READING PASSAGE:
[Start of Attachment]

Two autapomorphies (unique derived traits) were originally proposed. Firstly, the median bar (which runs down the middle of the frill between its large holes) at mid-length splays out to the rear like a fan and its rear edge is not notched or embayed. Secondly, the upper surface of the bar is, at the midline, hollowed out by a symmetrical depression. It is this hollow in the form of an inverted tear that occasioned the specific name as it resembled the single eye of a cyclops, thus the allusion with Polyphemus. The authors assumed it formed the base of an epiparietal, or small horn, unpreserved in the fossil. In 2020, paleontologists Denver W. Fowler and Elizabeth A. Freedman Fowler suggested that the parietal median bar of the specimen had been reconstructed upside down, and that the genus therefore did not have any distinguishing features among chasmosaurines, making it a nomen dubium, or invalid genus. However, a number of authors considered the genus valid (see classification below) and it was included as part of a southwest clade of chasmosaurines by Dalman et al., (2021).

Unlike Fowler and Freedman-Folwer, Sebastian G. Dalman and colleagues, in a 2021 paper naming the related genus Sierraceratops, treated Bravoceratops as valid, noting both distinct traits and those unique to it and Sierraceratops. A flange in front of its near the bones is present, large as in Sierraceratops while small or not present in other chasmosaurs. The epijugal, a small horn on the jugals, is longer than tall and sharp on its tip, as in Sierraceratops and unlike other derived chasmosaurines. The two brow horns are compressed, being taller than wide rather than conical, a trait shared with Sierraceratops and the distantly related Judiceratops. The cross section of the lower bar of its parietal bar has a D-shape shared with Sierraceratops and similar but not identical to that of Coahuilaceratops, but unlike other chasmosaurines. Bravoceratops is distinguishable from Coahuilaceratops in lacking enormous brow horns; it is distinguishable from Sierraceratops in having larger brow horns and a smaller epijugal horn.

[End of Attachment]

DATA PROVIDED:
[Start of Attachment]

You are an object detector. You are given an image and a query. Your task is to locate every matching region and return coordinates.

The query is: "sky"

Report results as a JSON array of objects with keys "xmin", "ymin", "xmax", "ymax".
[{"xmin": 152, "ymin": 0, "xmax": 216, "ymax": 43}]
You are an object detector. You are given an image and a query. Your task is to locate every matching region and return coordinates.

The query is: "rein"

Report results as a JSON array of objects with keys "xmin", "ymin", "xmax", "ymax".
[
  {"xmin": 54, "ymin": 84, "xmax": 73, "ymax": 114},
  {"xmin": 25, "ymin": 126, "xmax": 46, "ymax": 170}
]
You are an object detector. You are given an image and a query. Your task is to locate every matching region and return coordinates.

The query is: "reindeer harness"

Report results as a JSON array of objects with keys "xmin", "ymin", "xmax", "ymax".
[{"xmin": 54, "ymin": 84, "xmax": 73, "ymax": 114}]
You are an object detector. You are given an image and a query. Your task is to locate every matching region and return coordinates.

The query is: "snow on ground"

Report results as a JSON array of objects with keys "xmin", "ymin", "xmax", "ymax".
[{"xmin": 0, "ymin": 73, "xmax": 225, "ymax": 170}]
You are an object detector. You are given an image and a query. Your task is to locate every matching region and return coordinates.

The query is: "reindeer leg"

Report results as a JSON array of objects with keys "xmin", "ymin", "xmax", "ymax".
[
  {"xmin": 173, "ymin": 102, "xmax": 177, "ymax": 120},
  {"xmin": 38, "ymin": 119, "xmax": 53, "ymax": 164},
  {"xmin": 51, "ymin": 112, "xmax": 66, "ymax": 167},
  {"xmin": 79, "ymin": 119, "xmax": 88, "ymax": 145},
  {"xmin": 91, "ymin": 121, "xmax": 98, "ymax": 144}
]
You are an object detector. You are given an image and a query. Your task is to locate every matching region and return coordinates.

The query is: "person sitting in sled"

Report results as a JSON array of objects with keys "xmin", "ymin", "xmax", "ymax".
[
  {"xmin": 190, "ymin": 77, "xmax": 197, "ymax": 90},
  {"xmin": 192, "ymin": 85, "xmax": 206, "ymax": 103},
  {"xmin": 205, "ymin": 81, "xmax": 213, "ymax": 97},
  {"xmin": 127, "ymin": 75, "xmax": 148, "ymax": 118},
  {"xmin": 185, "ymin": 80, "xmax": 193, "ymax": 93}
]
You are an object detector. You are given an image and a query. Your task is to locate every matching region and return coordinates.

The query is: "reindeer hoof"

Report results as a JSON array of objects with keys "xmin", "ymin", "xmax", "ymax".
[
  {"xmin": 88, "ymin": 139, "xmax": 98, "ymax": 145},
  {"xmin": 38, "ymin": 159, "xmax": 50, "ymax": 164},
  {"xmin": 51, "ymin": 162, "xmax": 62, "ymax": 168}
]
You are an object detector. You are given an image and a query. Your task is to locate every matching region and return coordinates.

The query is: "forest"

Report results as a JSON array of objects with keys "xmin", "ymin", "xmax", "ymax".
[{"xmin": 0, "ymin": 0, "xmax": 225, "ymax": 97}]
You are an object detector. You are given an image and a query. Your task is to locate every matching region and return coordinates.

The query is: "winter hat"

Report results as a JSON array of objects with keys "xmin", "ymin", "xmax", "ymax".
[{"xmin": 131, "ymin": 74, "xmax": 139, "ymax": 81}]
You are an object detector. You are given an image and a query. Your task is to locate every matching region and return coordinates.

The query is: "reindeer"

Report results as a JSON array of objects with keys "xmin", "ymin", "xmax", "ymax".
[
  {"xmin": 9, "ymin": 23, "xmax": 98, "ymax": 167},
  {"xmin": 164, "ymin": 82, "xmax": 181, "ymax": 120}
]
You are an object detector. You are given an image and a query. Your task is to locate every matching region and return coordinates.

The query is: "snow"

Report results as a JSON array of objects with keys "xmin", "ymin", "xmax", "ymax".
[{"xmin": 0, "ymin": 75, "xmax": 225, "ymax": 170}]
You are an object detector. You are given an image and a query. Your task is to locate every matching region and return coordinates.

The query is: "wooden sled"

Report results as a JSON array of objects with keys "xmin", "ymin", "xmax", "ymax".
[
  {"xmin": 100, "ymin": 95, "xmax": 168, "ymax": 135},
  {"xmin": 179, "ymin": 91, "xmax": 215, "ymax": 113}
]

[End of Attachment]

ACTIVITIES:
1/ According to the Bravoceratops passage, what did the authors assume the tear-shaped hollow on the median bar formed?
2/ Say whether each statement agrees with the Bravoceratops passage, and quote the words that decide it: (a) In 2020, Denver W. Fowler and Elizabeth A. Freedman Fowler proposed that the parietal median bar had been reconstructed upside down. (b) Bravoceratops has smaller brow horns than Sierraceratops. (c) The brow horns of Bravoceratops are conical.

SOLUTIONS FOR EACH TASK:
1/ They assumed it formed the base of an epiparietal, or small horn, that was not preserved in the fossil.

2/
(a) Yes: "suggested that the parietal median bar of the specimen had been reconstructed upside down"
(b) No: "it is distinguishable from Sierraceratops in having larger brow horns and a smaller epijugal horn"
(c) No: "The two brow horns are compressed, being taller than wide rather than conical"